Testo di studio:
Il libro delle preghiere comuni è il testo base della comunione anglicana. Mi chiedo se le preghiere comuni sono quelle più semplici, o invece comuni sta per collettive.
E mi chiedo cosa abbia a che fare con questo romanzo, visto che il titolo originale è proprio A Book of Common Prayer. Domanda che rimane senza risposta, un grosso punto interrogativo dalla prima all’ultima pagina. Mai incontrato titolo più enigmatico.
Da tempo è previsto un adattamento cinematografico di questo magnifico romanzo, avrebbe già dovuto essere completato, e invece se ne sono perse le tracce. Qui, l’attore-regista Campbell Scott, incaricato della regia e del ruolo del marito di Charlotte.

Consegna:
Rispondi alle domande seguenti in base al testo di studio.
1. Di quale comunione è il testo base il libro delle preghiere comuni?
2. Qual è il titolo originale del romanzo?
3. Chi è incaricato della regia dell'adattamento cinematografico e quale ruolo deve interpretare?

Materiale fornito:
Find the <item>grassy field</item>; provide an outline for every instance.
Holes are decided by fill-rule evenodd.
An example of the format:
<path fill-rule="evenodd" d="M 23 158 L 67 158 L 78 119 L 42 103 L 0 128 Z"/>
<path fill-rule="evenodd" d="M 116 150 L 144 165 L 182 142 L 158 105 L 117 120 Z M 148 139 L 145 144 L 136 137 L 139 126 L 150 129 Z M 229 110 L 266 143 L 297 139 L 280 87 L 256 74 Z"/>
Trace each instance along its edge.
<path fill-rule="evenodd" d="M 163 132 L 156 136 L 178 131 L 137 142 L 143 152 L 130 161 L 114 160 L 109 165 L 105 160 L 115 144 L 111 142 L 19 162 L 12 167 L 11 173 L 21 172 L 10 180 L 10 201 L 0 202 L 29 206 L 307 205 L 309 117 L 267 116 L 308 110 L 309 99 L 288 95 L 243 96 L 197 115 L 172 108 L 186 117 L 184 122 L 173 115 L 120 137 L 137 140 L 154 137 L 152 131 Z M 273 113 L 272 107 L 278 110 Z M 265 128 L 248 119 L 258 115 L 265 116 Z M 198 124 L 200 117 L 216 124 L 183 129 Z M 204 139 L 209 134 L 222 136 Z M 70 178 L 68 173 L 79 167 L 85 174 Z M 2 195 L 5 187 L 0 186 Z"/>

==

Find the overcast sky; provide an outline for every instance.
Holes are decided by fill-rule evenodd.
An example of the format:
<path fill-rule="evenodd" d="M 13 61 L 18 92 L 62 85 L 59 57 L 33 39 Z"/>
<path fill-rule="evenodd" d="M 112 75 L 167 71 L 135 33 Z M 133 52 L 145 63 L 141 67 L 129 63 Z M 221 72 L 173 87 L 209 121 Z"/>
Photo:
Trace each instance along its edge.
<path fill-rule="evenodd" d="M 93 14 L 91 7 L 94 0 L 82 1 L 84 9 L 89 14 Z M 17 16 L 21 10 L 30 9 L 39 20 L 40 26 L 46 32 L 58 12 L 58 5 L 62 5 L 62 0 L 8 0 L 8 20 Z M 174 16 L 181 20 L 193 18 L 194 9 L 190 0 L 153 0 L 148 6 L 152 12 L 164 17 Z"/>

La tua risposta:
1. Della comunione anglicana.
2. A Book of Common Prayer.
3. L'attore-regista Campbell Scott, nel ruolo del marito di Charlotte.